[Instructions for the task] Please output each entry in the material beneath exactly as shown.

*** Opening Supplied material ***

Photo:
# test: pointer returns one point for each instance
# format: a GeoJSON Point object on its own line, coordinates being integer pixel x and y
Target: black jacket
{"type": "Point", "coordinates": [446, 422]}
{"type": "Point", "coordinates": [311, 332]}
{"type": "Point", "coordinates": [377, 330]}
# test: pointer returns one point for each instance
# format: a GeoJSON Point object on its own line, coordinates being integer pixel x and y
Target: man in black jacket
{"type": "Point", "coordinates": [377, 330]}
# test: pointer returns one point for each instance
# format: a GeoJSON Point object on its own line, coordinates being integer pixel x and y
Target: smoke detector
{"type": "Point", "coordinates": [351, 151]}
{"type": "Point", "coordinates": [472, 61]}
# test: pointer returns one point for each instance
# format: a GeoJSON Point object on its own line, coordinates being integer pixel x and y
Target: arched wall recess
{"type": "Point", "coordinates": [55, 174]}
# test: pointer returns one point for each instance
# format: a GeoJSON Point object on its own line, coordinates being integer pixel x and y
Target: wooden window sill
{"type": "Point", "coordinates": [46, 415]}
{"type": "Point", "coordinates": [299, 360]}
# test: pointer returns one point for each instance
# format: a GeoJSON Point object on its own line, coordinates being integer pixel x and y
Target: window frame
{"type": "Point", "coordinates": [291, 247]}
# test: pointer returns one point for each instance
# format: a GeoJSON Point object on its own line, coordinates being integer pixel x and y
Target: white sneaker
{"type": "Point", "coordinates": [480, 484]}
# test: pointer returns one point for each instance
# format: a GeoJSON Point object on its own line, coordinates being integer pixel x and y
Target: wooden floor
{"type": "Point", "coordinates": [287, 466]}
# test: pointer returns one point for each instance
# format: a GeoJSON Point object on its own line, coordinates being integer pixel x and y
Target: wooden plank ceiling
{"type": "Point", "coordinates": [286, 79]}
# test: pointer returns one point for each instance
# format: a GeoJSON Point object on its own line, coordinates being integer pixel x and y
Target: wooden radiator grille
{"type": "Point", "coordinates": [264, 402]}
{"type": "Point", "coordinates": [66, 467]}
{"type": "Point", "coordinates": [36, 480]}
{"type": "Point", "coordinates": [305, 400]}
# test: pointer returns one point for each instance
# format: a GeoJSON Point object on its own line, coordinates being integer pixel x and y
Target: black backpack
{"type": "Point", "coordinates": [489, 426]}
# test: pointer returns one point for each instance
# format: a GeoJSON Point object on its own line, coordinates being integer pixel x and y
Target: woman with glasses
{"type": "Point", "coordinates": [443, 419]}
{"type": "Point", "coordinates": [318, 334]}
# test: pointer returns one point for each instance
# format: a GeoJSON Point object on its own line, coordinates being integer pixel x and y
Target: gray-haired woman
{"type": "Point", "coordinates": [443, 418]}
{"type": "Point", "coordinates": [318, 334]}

*** Closing Supplied material ***

[Final answer]
Photo:
# test: pointer returns one point for each instance
# format: a GeoJSON Point object on its own line, coordinates being integer pixel x and y
Target: black jacket
{"type": "Point", "coordinates": [446, 422]}
{"type": "Point", "coordinates": [311, 332]}
{"type": "Point", "coordinates": [377, 330]}
# test: pointer returns one point for each instance
# format: a GeoJSON Point object on its own line, coordinates being integer pixel x and y
Target: man in black jacket
{"type": "Point", "coordinates": [377, 330]}
# test: pointer returns one point for each instance
# format: a GeoJSON Point object on its own line, coordinates being integer pixel x and y
Target: smoke detector
{"type": "Point", "coordinates": [351, 151]}
{"type": "Point", "coordinates": [472, 61]}
# test: pointer returns one point for each instance
# format: a GeoJSON Point object on its own line, coordinates being integer pixel x and y
Target: arched wall recess
{"type": "Point", "coordinates": [55, 174]}
# test: pointer returns one point for each instance
# format: a GeoJSON Point object on its own line, coordinates being integer pixel x and y
Target: wooden window sill
{"type": "Point", "coordinates": [46, 415]}
{"type": "Point", "coordinates": [299, 360]}
# test: pointer returns one point for each instance
# format: a GeoJSON Point object on its own line, coordinates being integer pixel x and y
Target: window frame
{"type": "Point", "coordinates": [291, 247]}
# test: pointer returns one point for each instance
# format: a GeoJSON Point object on its own line, coordinates being integer pixel x and y
Target: white sneaker
{"type": "Point", "coordinates": [480, 484]}
# test: pointer returns one point for each instance
# format: a GeoJSON Point object on its own line, coordinates being integer pixel x and y
Target: wooden floor
{"type": "Point", "coordinates": [287, 466]}
# test: pointer returns one point for each instance
# format: a GeoJSON Point object on its own line, coordinates being integer pixel x and y
Target: wooden plank ceiling
{"type": "Point", "coordinates": [286, 79]}
# test: pointer returns one point for each instance
# format: a GeoJSON Point object on its own line, coordinates being integer pixel x and y
Target: wooden radiator grille
{"type": "Point", "coordinates": [264, 402]}
{"type": "Point", "coordinates": [66, 467]}
{"type": "Point", "coordinates": [36, 480]}
{"type": "Point", "coordinates": [305, 400]}
# test: pointer returns one point for each instance
# format: a GeoJSON Point object on its own line, coordinates being integer pixel x and y
Target: black backpack
{"type": "Point", "coordinates": [489, 426]}
# test: pointer returns one point for each instance
# format: a GeoJSON Point object on its own line, coordinates being integer pixel x and y
Target: woman with glasses
{"type": "Point", "coordinates": [443, 419]}
{"type": "Point", "coordinates": [318, 334]}
# test: pointer returns one point for each instance
# format: a GeoJSON Point object on its own line, coordinates being integer pixel x and y
Target: gray-haired woman
{"type": "Point", "coordinates": [443, 418]}
{"type": "Point", "coordinates": [318, 334]}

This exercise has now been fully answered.